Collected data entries
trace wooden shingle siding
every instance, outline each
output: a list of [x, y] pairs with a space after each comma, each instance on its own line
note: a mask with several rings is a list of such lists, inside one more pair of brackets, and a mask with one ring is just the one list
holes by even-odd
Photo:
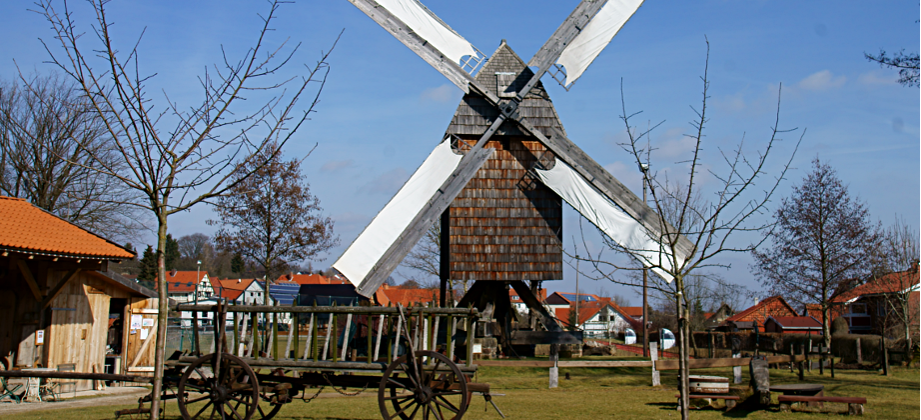
[[[521, 72], [511, 83], [510, 89], [516, 91], [533, 74], [503, 43], [477, 74], [477, 81], [498, 91], [497, 81], [502, 78], [496, 73], [507, 72]], [[540, 83], [522, 101], [519, 112], [542, 132], [563, 130]], [[447, 133], [475, 143], [497, 116], [495, 107], [470, 93], [458, 106]], [[461, 144], [461, 152], [467, 147]], [[537, 139], [524, 136], [513, 122], [504, 123], [486, 147], [495, 152], [448, 210], [450, 278], [562, 279], [562, 199], [527, 175], [539, 159], [552, 167], [552, 153]]]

• **Exercise**
Only the pictures may be dropped; print every record exactly as given.

• **Task output**
trace wooden shingle siding
every instance, outline each
output: a list of [x, y] pairs with a space after each comma, each instance on its own line
note: a mask with several rings is a list of such lists, inside one more pair of brackets, and a mask with one ring is just the one list
holes by even-odd
Photo:
[[[521, 72], [511, 83], [510, 89], [516, 91], [533, 74], [503, 43], [477, 74], [477, 81], [498, 91], [497, 81], [502, 78], [496, 73], [507, 72]], [[540, 83], [522, 101], [519, 112], [542, 132], [563, 130]], [[447, 133], [475, 143], [497, 116], [495, 107], [470, 93], [458, 106]], [[461, 144], [461, 152], [467, 147]], [[537, 139], [524, 136], [513, 122], [504, 123], [486, 147], [495, 152], [448, 210], [450, 278], [562, 279], [562, 199], [527, 175], [539, 159], [552, 167], [552, 153]]]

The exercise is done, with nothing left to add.